Data supplied:
################

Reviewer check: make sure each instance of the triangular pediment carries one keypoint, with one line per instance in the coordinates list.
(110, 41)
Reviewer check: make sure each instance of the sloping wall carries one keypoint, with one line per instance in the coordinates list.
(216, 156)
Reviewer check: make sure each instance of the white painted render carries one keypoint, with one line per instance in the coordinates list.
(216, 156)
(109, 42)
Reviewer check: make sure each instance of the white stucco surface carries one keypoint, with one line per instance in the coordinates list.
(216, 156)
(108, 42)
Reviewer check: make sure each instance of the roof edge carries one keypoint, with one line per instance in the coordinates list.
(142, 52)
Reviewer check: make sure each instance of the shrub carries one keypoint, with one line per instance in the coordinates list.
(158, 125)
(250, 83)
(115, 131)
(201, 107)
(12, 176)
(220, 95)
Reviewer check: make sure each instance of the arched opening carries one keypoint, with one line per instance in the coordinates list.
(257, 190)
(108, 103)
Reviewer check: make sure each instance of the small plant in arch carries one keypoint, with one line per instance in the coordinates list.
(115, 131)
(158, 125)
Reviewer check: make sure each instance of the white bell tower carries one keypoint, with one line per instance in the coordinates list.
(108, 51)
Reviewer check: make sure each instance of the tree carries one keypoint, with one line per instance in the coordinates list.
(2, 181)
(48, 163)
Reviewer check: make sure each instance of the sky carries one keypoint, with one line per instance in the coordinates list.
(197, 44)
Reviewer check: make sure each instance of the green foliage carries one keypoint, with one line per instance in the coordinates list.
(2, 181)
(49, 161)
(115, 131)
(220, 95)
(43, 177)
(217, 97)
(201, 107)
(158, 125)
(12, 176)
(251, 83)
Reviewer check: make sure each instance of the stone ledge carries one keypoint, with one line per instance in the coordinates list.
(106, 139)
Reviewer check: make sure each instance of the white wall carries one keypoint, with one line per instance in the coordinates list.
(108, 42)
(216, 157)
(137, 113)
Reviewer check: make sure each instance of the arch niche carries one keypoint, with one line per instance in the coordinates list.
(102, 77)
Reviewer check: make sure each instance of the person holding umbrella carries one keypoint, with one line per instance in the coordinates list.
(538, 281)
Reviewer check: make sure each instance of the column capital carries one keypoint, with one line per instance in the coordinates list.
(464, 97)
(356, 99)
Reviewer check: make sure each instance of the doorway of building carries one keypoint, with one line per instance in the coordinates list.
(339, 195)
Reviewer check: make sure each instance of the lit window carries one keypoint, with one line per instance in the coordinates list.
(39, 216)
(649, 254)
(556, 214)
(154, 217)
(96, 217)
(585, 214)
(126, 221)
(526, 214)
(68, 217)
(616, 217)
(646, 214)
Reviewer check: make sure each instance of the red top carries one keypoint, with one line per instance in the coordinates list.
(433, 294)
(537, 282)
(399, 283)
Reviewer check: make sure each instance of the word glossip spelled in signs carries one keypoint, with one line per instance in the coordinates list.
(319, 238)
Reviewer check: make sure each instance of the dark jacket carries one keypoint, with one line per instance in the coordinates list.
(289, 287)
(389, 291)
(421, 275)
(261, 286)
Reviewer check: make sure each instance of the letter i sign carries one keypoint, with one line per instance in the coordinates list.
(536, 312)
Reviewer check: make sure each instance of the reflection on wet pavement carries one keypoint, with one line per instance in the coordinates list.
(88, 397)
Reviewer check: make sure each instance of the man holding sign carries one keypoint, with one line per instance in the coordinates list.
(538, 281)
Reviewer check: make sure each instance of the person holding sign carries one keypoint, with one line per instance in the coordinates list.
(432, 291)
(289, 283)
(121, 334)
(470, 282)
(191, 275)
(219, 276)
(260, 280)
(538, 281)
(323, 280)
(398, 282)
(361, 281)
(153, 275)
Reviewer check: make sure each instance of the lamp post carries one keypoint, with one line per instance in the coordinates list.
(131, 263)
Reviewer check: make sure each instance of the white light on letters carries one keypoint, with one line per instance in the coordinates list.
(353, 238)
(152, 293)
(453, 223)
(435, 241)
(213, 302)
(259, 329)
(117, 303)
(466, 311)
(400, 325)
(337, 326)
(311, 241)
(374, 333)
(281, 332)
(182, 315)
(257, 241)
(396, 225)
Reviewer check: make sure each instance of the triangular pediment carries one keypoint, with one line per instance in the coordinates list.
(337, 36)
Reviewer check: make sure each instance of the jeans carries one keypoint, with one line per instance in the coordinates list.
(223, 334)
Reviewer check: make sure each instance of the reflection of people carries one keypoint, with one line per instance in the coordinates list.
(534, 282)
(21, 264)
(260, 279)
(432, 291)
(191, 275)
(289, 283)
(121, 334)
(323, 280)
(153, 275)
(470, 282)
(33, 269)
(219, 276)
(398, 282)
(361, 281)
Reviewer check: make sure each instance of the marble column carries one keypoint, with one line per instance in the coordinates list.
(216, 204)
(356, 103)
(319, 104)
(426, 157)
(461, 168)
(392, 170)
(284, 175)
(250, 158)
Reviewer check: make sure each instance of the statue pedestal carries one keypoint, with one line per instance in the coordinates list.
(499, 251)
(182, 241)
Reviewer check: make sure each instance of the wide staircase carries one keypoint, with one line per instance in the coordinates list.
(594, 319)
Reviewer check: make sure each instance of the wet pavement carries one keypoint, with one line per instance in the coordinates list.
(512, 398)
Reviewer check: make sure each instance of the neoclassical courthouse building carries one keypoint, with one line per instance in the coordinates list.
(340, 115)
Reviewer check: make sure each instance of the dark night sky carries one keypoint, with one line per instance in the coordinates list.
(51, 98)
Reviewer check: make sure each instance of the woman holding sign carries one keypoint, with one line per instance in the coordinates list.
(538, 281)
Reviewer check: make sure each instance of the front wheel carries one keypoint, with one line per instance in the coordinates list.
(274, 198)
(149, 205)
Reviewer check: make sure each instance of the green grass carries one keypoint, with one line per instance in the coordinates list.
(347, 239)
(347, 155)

################

Task details: The whole listing above needs to be reproduced exactly.

Worked solution:
Reviewer check: make sure each instance of the triangular pediment carries one keypoint, with one line per instance in the coordinates list.
(110, 41)
Reviewer check: make sure each instance of the sloping wall carries one keypoint, with one line per instance in the coordinates list.
(216, 156)
Reviewer check: make sure each instance of the white painted render carries one keypoint, with one line per instance in the coordinates list.
(216, 156)
(109, 42)
Reviewer check: make sure each instance of the white stucco surface carries one keypoint, with one line per instance in the coordinates list.
(216, 156)
(108, 42)
Reviewer check: make sure each instance of the roof edge carries one keypoint, with one line per instance in the coordinates list.
(142, 52)
Reviewer check: make sure each instance of the shrub carries one keypoint, with one line per instance in the coordinates list.
(158, 125)
(250, 83)
(115, 131)
(201, 107)
(12, 176)
(220, 95)
Reviewer check: make sure each instance of the arched opening carries one keypoint, with one line per instance in the coordinates list.
(257, 190)
(108, 103)
Reviewer check: make sure each instance of the small plant in arch carries one keypoint, with one line per instance in the coordinates list.
(115, 131)
(158, 125)
Reviewer check: make sure each instance of the white bell tower carries one keypoint, with one line per instance in the coordinates list.
(108, 51)
Reviewer check: make sure each instance of the tree carries one keypoint, with one line per instance in the coordinates list.
(2, 181)
(48, 163)
Reviewer check: make sure each instance of the sky carries one keypoint, with one line per instance in the coordinates list.
(197, 44)
Reviewer check: make sure each instance of the green foliage carries one keypoint, with one line per instance in the coordinates list.
(2, 181)
(49, 161)
(115, 131)
(220, 95)
(43, 177)
(217, 97)
(201, 107)
(158, 125)
(12, 176)
(251, 83)
Reviewer check: make sure each instance of the stone ledge carries one keypoint, with one line per instance in the coordinates list.
(106, 139)
Reviewer check: make sure each instance of the white wall carries one keypoint, with one line per instance in the coordinates list.
(108, 42)
(216, 157)
(137, 113)
Reviewer check: make sure each instance of the arch niche carries one keypoint, with one line per instance in the coordinates list.
(102, 77)
Reviewer check: make sure each instance of the person holding umbrella carries one keypoint, with one line per instance in the coordinates list.
(538, 281)
Reviewer check: make sure each instance of the column capital carries one keypoint, with one line per instance in the coordinates list.
(464, 97)
(356, 99)
Reviewer check: make sure each instance of the doorway of building carries one keypoint, with one line per instance in the coordinates list.
(339, 195)
Reviewer check: make sure each instance of the lit window carries one keypoint, with one line per instance in the coordinates list.
(39, 216)
(649, 254)
(556, 214)
(154, 217)
(96, 217)
(585, 214)
(126, 221)
(526, 214)
(68, 217)
(616, 217)
(646, 214)
Reviewer check: make sure each instance of the red top carries one keypoint, with one line per instance in the coordinates list.
(433, 294)
(537, 282)
(399, 283)
Reviewer check: make sure each instance of the word glossip spelled in signs carries one keypoint, with one line per instance in the coordinates list.
(319, 238)
Reviewer check: make sure each instance of the dark jacket carries one keypoint, with one line per instance in the coordinates list.
(289, 287)
(389, 291)
(421, 275)
(261, 286)
Reviewer check: make sure each instance of the letter i sign carries one keypoint, with one line per instance in the coordinates list.
(536, 312)
Reviewer check: make sure each instance of the reflection on wet pavement carries one keypoint, with one line per instance in the coordinates list.
(88, 397)
Reviewer check: make sure each instance of the man holding sign carries one keypoint, with one line per instance in the coordinates list.
(538, 281)
Reviewer check: make sure each instance of the person holding sign carries one keypoint, with one line per instance in the coordinates list.
(432, 291)
(289, 283)
(121, 334)
(470, 282)
(191, 275)
(219, 276)
(260, 280)
(538, 281)
(323, 280)
(398, 282)
(361, 281)
(153, 275)
Reviewer check: make sure each instance of the lamp post carries one keypoint, with one line per instance in the coordinates list.
(131, 263)
Reviewer check: make sure each instance of the white light on letters carries one keypoint, with one line per instance in the coordinates list.
(353, 238)
(152, 293)
(453, 223)
(435, 241)
(213, 302)
(259, 329)
(117, 303)
(466, 311)
(400, 325)
(337, 326)
(311, 241)
(374, 333)
(281, 332)
(182, 315)
(257, 241)
(396, 225)
Reviewer check: make sure each instance of the triangular pediment carries one keypoint, with one line per instance in the coordinates list.
(337, 36)
Reviewer check: make sure each instance of the jeans carries one keypoint, with one line per instance in the coordinates list.
(223, 334)
Reviewer check: make sure each instance of the reflection of people carries one keypoint, with one line per instance in the coordinates list.
(534, 282)
(21, 264)
(260, 279)
(432, 291)
(191, 275)
(289, 283)
(121, 334)
(323, 280)
(153, 275)
(470, 282)
(33, 269)
(219, 276)
(398, 282)
(361, 281)
Reviewer check: make sure each instance of the marble column carries one keypoint, with one line per instance in the coordinates list.
(216, 204)
(356, 103)
(319, 104)
(426, 157)
(461, 168)
(392, 170)
(284, 175)
(250, 158)
Reviewer check: make sure each instance of the statue pedestal carries one keypoint, with one line per instance in the coordinates list.
(499, 251)
(182, 241)
Reviewer check: make sure each instance of the wide staircase carries one keypoint, with one line per instance in the coordinates list.
(594, 319)
Reviewer check: make sure each instance of the wet pavement carries one keypoint, with one line per instance in the coordinates list.
(512, 398)
Reviewer check: make sure each instance of the neoclassical courthouse building carries one keypoint, with one line per instance in the coordinates list.
(340, 115)
Reviewer check: make sure each instance of the dark night sky carries one keypoint, with one line per instance in the coordinates list.
(51, 98)
Reviewer check: make sure each instance of the woman holding sign carries one keypoint, with one line per instance in the coordinates list.
(538, 281)
Reviewer check: make sure each instance of the front wheel carries one keypoint, with one line per instance in the coordinates list.
(274, 198)
(149, 205)
Reviewer check: make sure each instance of the green grass carries one keypoint, with one line per instance in the coordinates list.
(347, 239)
(347, 155)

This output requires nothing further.